[[ SUPPLIED DATA, beginning ]]
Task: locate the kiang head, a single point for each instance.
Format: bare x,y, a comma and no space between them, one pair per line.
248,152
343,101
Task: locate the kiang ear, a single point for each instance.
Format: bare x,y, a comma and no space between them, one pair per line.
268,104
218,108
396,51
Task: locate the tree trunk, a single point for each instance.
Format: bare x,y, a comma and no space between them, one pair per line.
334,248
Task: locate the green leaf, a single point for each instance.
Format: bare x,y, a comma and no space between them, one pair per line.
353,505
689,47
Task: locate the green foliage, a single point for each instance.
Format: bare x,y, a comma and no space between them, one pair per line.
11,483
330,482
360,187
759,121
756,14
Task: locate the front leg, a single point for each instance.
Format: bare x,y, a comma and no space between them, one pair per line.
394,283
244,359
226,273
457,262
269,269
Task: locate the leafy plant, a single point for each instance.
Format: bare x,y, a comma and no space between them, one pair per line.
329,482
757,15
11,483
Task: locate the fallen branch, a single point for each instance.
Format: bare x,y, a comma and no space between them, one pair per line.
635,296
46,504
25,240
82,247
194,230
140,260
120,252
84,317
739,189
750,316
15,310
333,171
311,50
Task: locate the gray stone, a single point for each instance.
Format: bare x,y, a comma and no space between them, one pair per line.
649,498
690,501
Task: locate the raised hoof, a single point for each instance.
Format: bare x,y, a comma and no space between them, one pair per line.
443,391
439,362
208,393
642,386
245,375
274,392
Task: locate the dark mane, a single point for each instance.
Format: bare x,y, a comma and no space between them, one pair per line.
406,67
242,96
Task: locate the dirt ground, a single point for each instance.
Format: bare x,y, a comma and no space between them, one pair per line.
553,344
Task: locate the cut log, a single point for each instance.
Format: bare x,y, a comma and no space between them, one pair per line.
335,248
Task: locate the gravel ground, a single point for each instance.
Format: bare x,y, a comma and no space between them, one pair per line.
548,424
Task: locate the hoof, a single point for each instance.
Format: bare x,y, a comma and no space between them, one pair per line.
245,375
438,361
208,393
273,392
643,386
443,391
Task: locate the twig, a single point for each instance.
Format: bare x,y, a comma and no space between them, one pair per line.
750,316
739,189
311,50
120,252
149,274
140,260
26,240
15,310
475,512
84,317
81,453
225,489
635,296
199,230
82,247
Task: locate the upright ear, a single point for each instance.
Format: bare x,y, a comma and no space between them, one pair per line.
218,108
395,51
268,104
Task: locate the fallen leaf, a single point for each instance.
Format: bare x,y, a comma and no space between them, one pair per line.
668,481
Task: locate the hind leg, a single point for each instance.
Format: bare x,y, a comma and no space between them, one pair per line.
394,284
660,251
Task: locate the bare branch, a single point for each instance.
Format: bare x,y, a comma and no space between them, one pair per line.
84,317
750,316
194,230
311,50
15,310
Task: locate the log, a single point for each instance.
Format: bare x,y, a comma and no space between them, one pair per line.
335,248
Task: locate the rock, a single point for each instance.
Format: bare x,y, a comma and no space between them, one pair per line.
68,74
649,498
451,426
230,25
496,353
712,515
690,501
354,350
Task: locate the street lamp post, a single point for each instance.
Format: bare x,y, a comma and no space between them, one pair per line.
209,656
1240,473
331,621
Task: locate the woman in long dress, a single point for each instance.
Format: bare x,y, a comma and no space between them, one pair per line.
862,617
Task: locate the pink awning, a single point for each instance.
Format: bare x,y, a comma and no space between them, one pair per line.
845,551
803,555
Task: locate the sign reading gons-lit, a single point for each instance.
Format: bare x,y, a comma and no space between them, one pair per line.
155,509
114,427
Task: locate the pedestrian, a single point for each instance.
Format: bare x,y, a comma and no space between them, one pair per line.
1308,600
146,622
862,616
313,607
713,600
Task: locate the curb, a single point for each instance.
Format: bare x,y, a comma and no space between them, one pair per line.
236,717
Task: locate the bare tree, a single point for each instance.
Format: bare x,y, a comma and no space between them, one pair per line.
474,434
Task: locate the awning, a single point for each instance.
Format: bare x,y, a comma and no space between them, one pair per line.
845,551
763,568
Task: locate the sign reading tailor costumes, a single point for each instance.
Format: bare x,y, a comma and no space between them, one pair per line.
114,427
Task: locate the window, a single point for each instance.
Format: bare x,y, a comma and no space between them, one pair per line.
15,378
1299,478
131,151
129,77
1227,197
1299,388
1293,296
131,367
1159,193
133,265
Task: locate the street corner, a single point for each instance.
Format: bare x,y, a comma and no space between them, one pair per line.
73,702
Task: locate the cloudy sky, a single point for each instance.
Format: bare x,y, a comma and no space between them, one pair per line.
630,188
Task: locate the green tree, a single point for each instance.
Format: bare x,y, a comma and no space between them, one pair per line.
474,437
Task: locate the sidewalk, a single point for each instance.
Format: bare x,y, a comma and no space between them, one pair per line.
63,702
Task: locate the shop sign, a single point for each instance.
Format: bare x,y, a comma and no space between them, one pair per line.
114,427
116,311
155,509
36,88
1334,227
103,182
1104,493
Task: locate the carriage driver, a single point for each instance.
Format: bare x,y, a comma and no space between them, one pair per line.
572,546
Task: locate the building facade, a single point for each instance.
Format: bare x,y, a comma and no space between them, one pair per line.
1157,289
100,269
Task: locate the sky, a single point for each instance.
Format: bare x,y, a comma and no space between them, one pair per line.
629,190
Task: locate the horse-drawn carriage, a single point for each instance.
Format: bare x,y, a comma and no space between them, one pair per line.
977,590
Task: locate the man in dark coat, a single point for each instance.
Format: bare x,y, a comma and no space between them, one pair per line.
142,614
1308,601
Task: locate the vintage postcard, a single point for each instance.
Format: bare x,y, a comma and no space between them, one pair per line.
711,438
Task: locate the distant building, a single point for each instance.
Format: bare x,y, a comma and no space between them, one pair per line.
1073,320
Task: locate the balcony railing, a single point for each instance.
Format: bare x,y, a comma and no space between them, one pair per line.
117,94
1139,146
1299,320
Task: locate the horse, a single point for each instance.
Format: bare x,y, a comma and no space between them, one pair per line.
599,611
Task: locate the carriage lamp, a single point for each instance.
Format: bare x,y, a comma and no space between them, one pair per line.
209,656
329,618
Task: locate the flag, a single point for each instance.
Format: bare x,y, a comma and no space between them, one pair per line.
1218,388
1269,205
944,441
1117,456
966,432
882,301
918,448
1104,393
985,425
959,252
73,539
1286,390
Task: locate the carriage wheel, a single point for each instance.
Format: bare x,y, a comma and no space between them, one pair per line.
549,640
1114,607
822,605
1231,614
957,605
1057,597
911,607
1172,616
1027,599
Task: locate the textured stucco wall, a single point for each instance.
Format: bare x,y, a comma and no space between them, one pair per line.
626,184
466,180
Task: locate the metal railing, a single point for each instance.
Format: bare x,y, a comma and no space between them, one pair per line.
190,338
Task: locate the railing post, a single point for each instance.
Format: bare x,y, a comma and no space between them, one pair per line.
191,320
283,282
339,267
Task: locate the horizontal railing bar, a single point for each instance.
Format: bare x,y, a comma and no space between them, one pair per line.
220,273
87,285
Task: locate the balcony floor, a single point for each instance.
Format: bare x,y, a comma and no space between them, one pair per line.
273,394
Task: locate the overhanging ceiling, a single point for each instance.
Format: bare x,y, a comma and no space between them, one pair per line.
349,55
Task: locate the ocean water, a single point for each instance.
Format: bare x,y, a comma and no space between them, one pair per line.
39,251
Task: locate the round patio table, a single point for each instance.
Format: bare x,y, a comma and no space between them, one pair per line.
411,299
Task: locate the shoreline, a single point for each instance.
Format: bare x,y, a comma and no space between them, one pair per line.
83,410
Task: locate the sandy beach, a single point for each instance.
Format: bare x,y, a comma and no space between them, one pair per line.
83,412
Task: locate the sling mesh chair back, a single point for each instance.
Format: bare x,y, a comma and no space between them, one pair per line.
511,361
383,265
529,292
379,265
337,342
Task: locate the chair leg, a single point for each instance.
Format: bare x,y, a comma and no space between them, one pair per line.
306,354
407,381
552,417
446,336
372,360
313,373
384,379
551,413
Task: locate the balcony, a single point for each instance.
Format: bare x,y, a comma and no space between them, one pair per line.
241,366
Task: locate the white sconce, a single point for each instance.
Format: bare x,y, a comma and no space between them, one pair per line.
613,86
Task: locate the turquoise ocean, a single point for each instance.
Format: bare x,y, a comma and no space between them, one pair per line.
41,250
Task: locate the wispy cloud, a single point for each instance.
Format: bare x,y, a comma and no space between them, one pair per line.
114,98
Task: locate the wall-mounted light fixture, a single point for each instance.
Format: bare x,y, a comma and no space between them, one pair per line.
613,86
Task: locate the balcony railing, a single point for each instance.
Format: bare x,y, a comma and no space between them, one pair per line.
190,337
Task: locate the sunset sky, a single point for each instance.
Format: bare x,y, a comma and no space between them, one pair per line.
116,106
[[ SUPPLIED DATA, end ]]
> DIRECTIONS FOR THIS TASK
Return every line from the records above that holds the word "branch".

> SOLUTION FOR THIS PROBLEM
Task: locate the fallen branch, a single point for each instance.
Task: locate the bare branch, a single point for each instance.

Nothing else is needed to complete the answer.